» **Exercise prompt**: Could you output the whole listing exactly as it stands, minus any images?

+ + + + +

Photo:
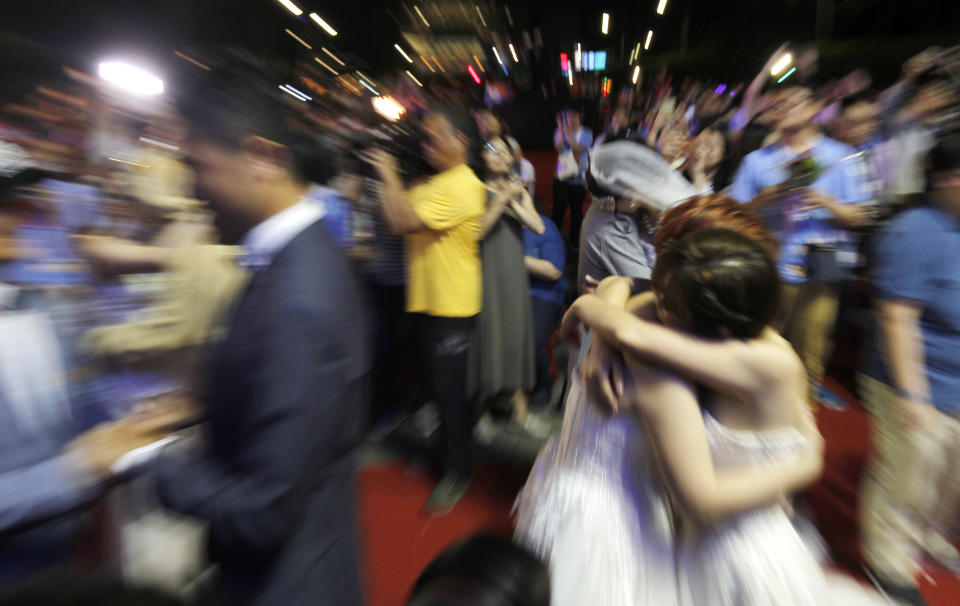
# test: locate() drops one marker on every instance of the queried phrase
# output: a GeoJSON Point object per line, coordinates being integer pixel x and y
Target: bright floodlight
{"type": "Point", "coordinates": [388, 107]}
{"type": "Point", "coordinates": [290, 6]}
{"type": "Point", "coordinates": [326, 26]}
{"type": "Point", "coordinates": [405, 55]}
{"type": "Point", "coordinates": [781, 64]}
{"type": "Point", "coordinates": [131, 79]}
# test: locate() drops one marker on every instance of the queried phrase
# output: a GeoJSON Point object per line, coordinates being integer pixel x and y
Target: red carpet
{"type": "Point", "coordinates": [400, 541]}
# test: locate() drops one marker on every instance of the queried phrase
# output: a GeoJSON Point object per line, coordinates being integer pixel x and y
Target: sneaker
{"type": "Point", "coordinates": [896, 591]}
{"type": "Point", "coordinates": [829, 399]}
{"type": "Point", "coordinates": [447, 494]}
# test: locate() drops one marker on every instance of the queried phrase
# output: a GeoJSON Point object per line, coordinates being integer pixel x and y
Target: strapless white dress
{"type": "Point", "coordinates": [758, 558]}
{"type": "Point", "coordinates": [592, 509]}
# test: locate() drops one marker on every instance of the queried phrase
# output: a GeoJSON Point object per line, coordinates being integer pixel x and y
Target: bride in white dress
{"type": "Point", "coordinates": [594, 508]}
{"type": "Point", "coordinates": [738, 546]}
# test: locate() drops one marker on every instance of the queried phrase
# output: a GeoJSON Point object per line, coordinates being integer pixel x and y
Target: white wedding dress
{"type": "Point", "coordinates": [758, 558]}
{"type": "Point", "coordinates": [592, 509]}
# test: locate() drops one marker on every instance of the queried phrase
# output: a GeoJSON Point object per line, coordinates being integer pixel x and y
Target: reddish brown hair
{"type": "Point", "coordinates": [712, 212]}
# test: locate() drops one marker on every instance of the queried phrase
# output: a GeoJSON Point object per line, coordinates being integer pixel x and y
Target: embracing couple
{"type": "Point", "coordinates": [686, 429]}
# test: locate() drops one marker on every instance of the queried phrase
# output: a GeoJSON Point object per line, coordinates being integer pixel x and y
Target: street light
{"type": "Point", "coordinates": [326, 26]}
{"type": "Point", "coordinates": [290, 6]}
{"type": "Point", "coordinates": [131, 79]}
{"type": "Point", "coordinates": [405, 55]}
{"type": "Point", "coordinates": [781, 64]}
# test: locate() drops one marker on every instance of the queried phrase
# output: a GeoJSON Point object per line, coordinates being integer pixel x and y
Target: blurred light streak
{"type": "Point", "coordinates": [330, 69]}
{"type": "Point", "coordinates": [388, 107]}
{"type": "Point", "coordinates": [127, 162]}
{"type": "Point", "coordinates": [290, 6]}
{"type": "Point", "coordinates": [479, 14]}
{"type": "Point", "coordinates": [326, 26]}
{"type": "Point", "coordinates": [786, 75]}
{"type": "Point", "coordinates": [293, 92]}
{"type": "Point", "coordinates": [130, 78]}
{"type": "Point", "coordinates": [332, 56]}
{"type": "Point", "coordinates": [414, 78]}
{"type": "Point", "coordinates": [191, 60]}
{"type": "Point", "coordinates": [160, 144]}
{"type": "Point", "coordinates": [298, 39]}
{"type": "Point", "coordinates": [781, 64]}
{"type": "Point", "coordinates": [368, 87]}
{"type": "Point", "coordinates": [405, 55]}
{"type": "Point", "coordinates": [422, 18]}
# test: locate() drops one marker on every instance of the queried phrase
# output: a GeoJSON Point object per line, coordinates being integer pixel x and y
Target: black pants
{"type": "Point", "coordinates": [444, 349]}
{"type": "Point", "coordinates": [393, 370]}
{"type": "Point", "coordinates": [568, 194]}
{"type": "Point", "coordinates": [546, 315]}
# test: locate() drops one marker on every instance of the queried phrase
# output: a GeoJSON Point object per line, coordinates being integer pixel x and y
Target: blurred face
{"type": "Point", "coordinates": [946, 186]}
{"type": "Point", "coordinates": [443, 146]}
{"type": "Point", "coordinates": [619, 120]}
{"type": "Point", "coordinates": [794, 110]}
{"type": "Point", "coordinates": [859, 123]}
{"type": "Point", "coordinates": [225, 181]}
{"type": "Point", "coordinates": [710, 146]}
{"type": "Point", "coordinates": [497, 156]}
{"type": "Point", "coordinates": [488, 125]}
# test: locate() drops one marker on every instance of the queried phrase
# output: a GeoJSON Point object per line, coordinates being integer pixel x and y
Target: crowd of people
{"type": "Point", "coordinates": [209, 309]}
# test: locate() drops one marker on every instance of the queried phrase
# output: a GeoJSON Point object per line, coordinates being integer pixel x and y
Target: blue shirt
{"type": "Point", "coordinates": [550, 247]}
{"type": "Point", "coordinates": [584, 137]}
{"type": "Point", "coordinates": [917, 257]}
{"type": "Point", "coordinates": [791, 222]}
{"type": "Point", "coordinates": [337, 214]}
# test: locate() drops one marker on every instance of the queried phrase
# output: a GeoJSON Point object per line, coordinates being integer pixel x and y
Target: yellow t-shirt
{"type": "Point", "coordinates": [443, 261]}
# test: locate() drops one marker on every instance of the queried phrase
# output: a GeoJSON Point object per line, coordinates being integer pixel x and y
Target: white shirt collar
{"type": "Point", "coordinates": [265, 240]}
{"type": "Point", "coordinates": [9, 295]}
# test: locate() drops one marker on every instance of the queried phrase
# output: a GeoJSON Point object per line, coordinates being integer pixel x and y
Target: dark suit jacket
{"type": "Point", "coordinates": [286, 404]}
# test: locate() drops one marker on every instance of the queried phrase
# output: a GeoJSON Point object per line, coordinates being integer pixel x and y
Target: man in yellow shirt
{"type": "Point", "coordinates": [441, 220]}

+ + + + +

» **Solution**:
Photo:
# test: locate() drops one marker on every instance of the queried phrase
# output: a GeoJSON Point object per line, coordinates being integer pixel x and y
Target: bright floodlight
{"type": "Point", "coordinates": [388, 107]}
{"type": "Point", "coordinates": [290, 6]}
{"type": "Point", "coordinates": [326, 26]}
{"type": "Point", "coordinates": [405, 55]}
{"type": "Point", "coordinates": [781, 64]}
{"type": "Point", "coordinates": [131, 79]}
# test: locate() drops one marker on every instance of the queried phrase
# output: a GeoJSON Point object per line, coordinates being integer pixel x and y
Target: red carpet
{"type": "Point", "coordinates": [400, 541]}
# test: locate() drops one marker on every instance of the queried phrase
# output: a GeoJSON Point object per line, coordinates being integer pixel x and y
Target: sneaker
{"type": "Point", "coordinates": [896, 591]}
{"type": "Point", "coordinates": [829, 399]}
{"type": "Point", "coordinates": [447, 494]}
# test: locate() drops one marker on every instance of the queried phrase
# output: a GeoJSON Point object per line, coordinates being integer pixel x and y
Target: strapless white dress
{"type": "Point", "coordinates": [758, 558]}
{"type": "Point", "coordinates": [592, 509]}
# test: locate() drops one marker on every instance of the queried phrase
# output: a GeoJSON Point object per line, coordinates being integer pixel x and y
Target: bride in white dress
{"type": "Point", "coordinates": [594, 508]}
{"type": "Point", "coordinates": [738, 546]}
# test: locate() drops one marker on every instance of the queried phrase
# output: a GeoJSON Point object per line, coordinates being integer pixel x and y
Target: white wedding dress
{"type": "Point", "coordinates": [758, 558]}
{"type": "Point", "coordinates": [592, 509]}
# test: locate() drops one marker on every instance of the queried phrase
# output: a GeoJSON Point object per line, coordinates being integer pixel x and y
Target: reddish brown hair
{"type": "Point", "coordinates": [712, 212]}
# test: locate() drops one marker on every instance of the queried phrase
# output: a GeoJSON Point object per line, coordinates being integer pixel x and y
Target: embracing couple
{"type": "Point", "coordinates": [686, 429]}
# test: locate() drops one marker on every instance of the queried phrase
# output: a GeoJSON Point object per line, coordinates being integer pixel x and y
Target: street light
{"type": "Point", "coordinates": [326, 26]}
{"type": "Point", "coordinates": [290, 6]}
{"type": "Point", "coordinates": [131, 79]}
{"type": "Point", "coordinates": [405, 55]}
{"type": "Point", "coordinates": [781, 64]}
# test: locate() drops one marker on every instance of the queried phrase
# output: a GeoJSON Point object per line, coordinates being integer pixel x and y
Target: blurred light streak
{"type": "Point", "coordinates": [330, 69]}
{"type": "Point", "coordinates": [388, 107]}
{"type": "Point", "coordinates": [127, 162]}
{"type": "Point", "coordinates": [290, 6]}
{"type": "Point", "coordinates": [479, 14]}
{"type": "Point", "coordinates": [326, 26]}
{"type": "Point", "coordinates": [786, 75]}
{"type": "Point", "coordinates": [293, 92]}
{"type": "Point", "coordinates": [130, 78]}
{"type": "Point", "coordinates": [332, 56]}
{"type": "Point", "coordinates": [414, 78]}
{"type": "Point", "coordinates": [191, 60]}
{"type": "Point", "coordinates": [160, 144]}
{"type": "Point", "coordinates": [298, 39]}
{"type": "Point", "coordinates": [781, 64]}
{"type": "Point", "coordinates": [368, 87]}
{"type": "Point", "coordinates": [405, 55]}
{"type": "Point", "coordinates": [422, 18]}
# test: locate() drops one marker on every instance of the queried phrase
# output: a GeoJSON Point object per line, coordinates being integer pixel x and y
Target: black pants
{"type": "Point", "coordinates": [444, 349]}
{"type": "Point", "coordinates": [393, 370]}
{"type": "Point", "coordinates": [568, 194]}
{"type": "Point", "coordinates": [546, 315]}
# test: locate() drops one marker on every instance of the queried phrase
# output: a GeoJSON Point object per line, coordinates being integer pixel x and y
Target: blurred face
{"type": "Point", "coordinates": [946, 186]}
{"type": "Point", "coordinates": [443, 146]}
{"type": "Point", "coordinates": [619, 120]}
{"type": "Point", "coordinates": [794, 110]}
{"type": "Point", "coordinates": [859, 123]}
{"type": "Point", "coordinates": [225, 181]}
{"type": "Point", "coordinates": [710, 146]}
{"type": "Point", "coordinates": [497, 156]}
{"type": "Point", "coordinates": [488, 125]}
# test: locate() drops one marker on every instance of the queried phrase
# output: a GeoJSON Point object per line, coordinates being integer pixel x and y
Target: crowd of people
{"type": "Point", "coordinates": [209, 309]}
# test: locate() drops one marker on every instance of the queried phrase
# output: a GeoJSON Point object per line, coordinates being integer pixel x and y
Target: blue shirt
{"type": "Point", "coordinates": [550, 247]}
{"type": "Point", "coordinates": [584, 137]}
{"type": "Point", "coordinates": [917, 257]}
{"type": "Point", "coordinates": [791, 222]}
{"type": "Point", "coordinates": [337, 214]}
# test: locate() drops one marker on every instance of the queried phrase
# output: a GeoJSON Point object per line, coordinates being integer pixel x and y
Target: yellow t-shirt
{"type": "Point", "coordinates": [443, 261]}
# test: locate() drops one marker on every instance of the queried phrase
# output: a GeoJSON Point object per line, coordinates being integer pixel x and y
Target: white shirt collar
{"type": "Point", "coordinates": [265, 240]}
{"type": "Point", "coordinates": [9, 295]}
# test: locate() drops one marker on every instance of the queried phrase
# output: a GeoJSON Point object per line, coordinates being integer pixel x and y
Target: dark suit jacket
{"type": "Point", "coordinates": [286, 404]}
# test: locate() drops one marker on every instance of the queried phrase
# output: a GeoJSON Point object per line, coordinates being integer pixel x and y
Target: man in yellow shirt
{"type": "Point", "coordinates": [441, 220]}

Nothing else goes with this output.